(Named-object pointing records)

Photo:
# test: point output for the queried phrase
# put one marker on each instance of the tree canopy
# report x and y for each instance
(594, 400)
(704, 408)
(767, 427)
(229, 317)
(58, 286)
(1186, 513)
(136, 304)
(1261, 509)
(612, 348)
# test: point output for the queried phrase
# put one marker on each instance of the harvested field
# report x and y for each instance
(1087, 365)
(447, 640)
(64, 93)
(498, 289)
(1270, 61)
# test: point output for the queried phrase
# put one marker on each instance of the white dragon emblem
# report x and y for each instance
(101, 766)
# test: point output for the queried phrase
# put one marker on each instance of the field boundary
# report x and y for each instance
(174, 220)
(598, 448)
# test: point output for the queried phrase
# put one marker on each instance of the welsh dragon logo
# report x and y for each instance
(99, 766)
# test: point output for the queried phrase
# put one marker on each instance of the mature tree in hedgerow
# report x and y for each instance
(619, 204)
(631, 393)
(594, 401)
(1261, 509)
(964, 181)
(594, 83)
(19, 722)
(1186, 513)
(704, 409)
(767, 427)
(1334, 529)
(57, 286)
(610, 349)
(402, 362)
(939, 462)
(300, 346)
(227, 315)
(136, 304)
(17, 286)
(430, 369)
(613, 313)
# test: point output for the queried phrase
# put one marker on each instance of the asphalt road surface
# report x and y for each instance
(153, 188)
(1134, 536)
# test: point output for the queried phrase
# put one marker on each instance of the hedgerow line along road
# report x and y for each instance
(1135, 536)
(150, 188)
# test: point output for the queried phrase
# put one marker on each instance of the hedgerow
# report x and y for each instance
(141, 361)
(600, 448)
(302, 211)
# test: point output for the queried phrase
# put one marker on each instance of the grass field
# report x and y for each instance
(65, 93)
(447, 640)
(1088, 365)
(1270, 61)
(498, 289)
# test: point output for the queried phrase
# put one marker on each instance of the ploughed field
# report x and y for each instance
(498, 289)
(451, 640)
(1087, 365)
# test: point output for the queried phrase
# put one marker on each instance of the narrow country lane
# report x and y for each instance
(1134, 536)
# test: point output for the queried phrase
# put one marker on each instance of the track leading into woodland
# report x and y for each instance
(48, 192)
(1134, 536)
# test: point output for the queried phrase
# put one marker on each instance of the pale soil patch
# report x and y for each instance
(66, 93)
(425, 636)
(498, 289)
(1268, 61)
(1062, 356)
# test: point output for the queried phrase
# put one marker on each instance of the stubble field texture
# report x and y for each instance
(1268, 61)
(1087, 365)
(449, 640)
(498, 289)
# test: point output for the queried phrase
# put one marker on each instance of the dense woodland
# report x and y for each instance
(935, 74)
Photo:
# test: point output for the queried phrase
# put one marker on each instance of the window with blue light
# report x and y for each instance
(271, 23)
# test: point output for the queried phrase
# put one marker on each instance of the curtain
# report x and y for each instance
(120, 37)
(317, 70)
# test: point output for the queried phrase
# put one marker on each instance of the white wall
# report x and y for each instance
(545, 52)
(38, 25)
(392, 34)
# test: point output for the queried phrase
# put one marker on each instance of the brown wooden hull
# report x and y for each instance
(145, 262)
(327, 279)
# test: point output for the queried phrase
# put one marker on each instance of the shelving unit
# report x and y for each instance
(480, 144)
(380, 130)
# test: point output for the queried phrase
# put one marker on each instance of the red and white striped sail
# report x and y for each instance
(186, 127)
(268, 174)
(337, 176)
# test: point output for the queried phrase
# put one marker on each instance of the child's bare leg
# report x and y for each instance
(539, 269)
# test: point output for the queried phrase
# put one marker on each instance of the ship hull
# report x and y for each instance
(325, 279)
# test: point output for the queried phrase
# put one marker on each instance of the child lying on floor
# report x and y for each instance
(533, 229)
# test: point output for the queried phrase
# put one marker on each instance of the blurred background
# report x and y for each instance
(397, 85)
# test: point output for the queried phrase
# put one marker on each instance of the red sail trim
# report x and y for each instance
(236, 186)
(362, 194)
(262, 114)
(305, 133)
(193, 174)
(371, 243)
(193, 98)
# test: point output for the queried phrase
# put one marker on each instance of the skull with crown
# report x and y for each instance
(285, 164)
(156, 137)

> _What you should do_
Write out every line from the records above, word for word.

> _Exercise output_
Photo:
# test: point output for the queried phrase
# put one marker on each instance of the tree canopy
# report x and y for each instance
(594, 400)
(704, 408)
(767, 427)
(229, 317)
(58, 286)
(1186, 513)
(136, 304)
(1261, 509)
(612, 348)
# test: point output for the queried phrase
# put one marker on each instance of the harvested field
# report x and y for each instance
(1087, 365)
(447, 640)
(64, 93)
(498, 289)
(1270, 61)
# test: point output for the queried phrase
# put one marker on each instance of the white dragon emblem
# report x and y for each instance
(101, 766)
# test: point output for the queried phrase
# put one marker on each instance of the field boundary
# report x and y for each instance
(174, 220)
(598, 448)
# test: point output for the queried phrase
# put one marker on each instance of the welsh dragon logo
# report x and y for each instance
(99, 766)
# test: point output for the queried phrase
# put one marker on each instance of the mature tree in hedgerow
# report x and y for each instance
(619, 204)
(631, 393)
(594, 401)
(1261, 509)
(964, 181)
(594, 83)
(19, 722)
(1186, 513)
(704, 409)
(767, 427)
(1334, 529)
(57, 286)
(610, 349)
(402, 362)
(939, 462)
(300, 346)
(227, 315)
(136, 304)
(17, 286)
(430, 369)
(613, 313)
# test: point output for the queried phrase
# put one marker on each instance of the asphalt road surface
# report x and y for each instance
(153, 188)
(1134, 536)
# test: point output for the queried phrase
# put one marker on each instance of the hedgerow line along road
# report x and y for each instance
(1135, 536)
(150, 188)
# test: point output for the queried phrase
# put one marker on each instance of the hedgerow
# report x and y for each instance
(141, 361)
(600, 448)
(302, 211)
# test: point output for the queried phrase
# put one marker on each instance of the grass field
# report x and y for each instance
(65, 93)
(447, 640)
(1088, 365)
(1270, 61)
(498, 289)
# test: point output for the queried phrase
# put one marker on each instance of the ploughed field
# report x and y for each instance
(498, 289)
(451, 640)
(1087, 365)
# test: point output for the queried phrase
# put one marker on each instance of the narrow country lane
# report x and y for each instance
(1134, 536)
# test: point output for the queried phrase
# put one marker on each instance of the track leading into woodland
# report x and y for each instance
(48, 192)
(1134, 536)
# test: point output for the queried phrase
# put one marker on each instance of the pale soil patch
# report x and y for each instance
(66, 93)
(425, 636)
(498, 289)
(1268, 61)
(1062, 356)
# test: point output for the queried phrase
# put one marker on each instance of the stubble field texture
# report x and y for each instance
(1268, 61)
(1087, 365)
(449, 640)
(498, 289)
# test: point output for the queried phrase
# put one marker on each instance of the dense woodland
# report x and y for each instance
(935, 74)
Photo:
# test: point output for the queried phrase
# put one marker on each instance of the window with blue light
# report x and y for each instance
(271, 23)
# test: point output for the queried phrase
# put one marker on each instance of the curtain
# report x and y for each instance
(120, 37)
(317, 70)
# test: point output for the queried phrase
# put one marker on each instance of the white wall
# report x and y for each instance
(545, 52)
(38, 25)
(392, 34)
# test: point output for the queried phrase
# put one marker on each instance of the brown wooden hull
# report x and y for each instance
(145, 262)
(327, 279)
# test: point output for the queried phrase
# put one marker on each instance of the shelving unit
# report x and y for each instance
(480, 144)
(380, 130)
# test: point output for the queried phrase
# put one marker on each instance of the red and white striped sail
# report x and y for each instance
(186, 127)
(268, 174)
(337, 176)
# test: point output for the queried phrase
# put one marker on each instance of the child's bare leg
# report x and y for each instance
(539, 269)
# test: point output for the queried phrase
# put one marker on each instance of the ship hull
# report x and y for each instance
(325, 279)
# test: point output for the queried phrase
# put one marker on each instance of the child lying on floor
# report x and y for each instance
(533, 229)
# test: point output for the queried phrase
# put one marker on each instance of the blurred background
# report x and y for each instance
(397, 85)
# test: point output for the queried phrase
# put one marker on each instance of the red sail trim
# report x and y for each instance
(236, 186)
(362, 194)
(262, 114)
(305, 133)
(193, 174)
(371, 243)
(193, 98)
# test: point output for the queried phrase
# put one marker on each instance of the skull with crown
# report x and y for each instance
(285, 164)
(156, 137)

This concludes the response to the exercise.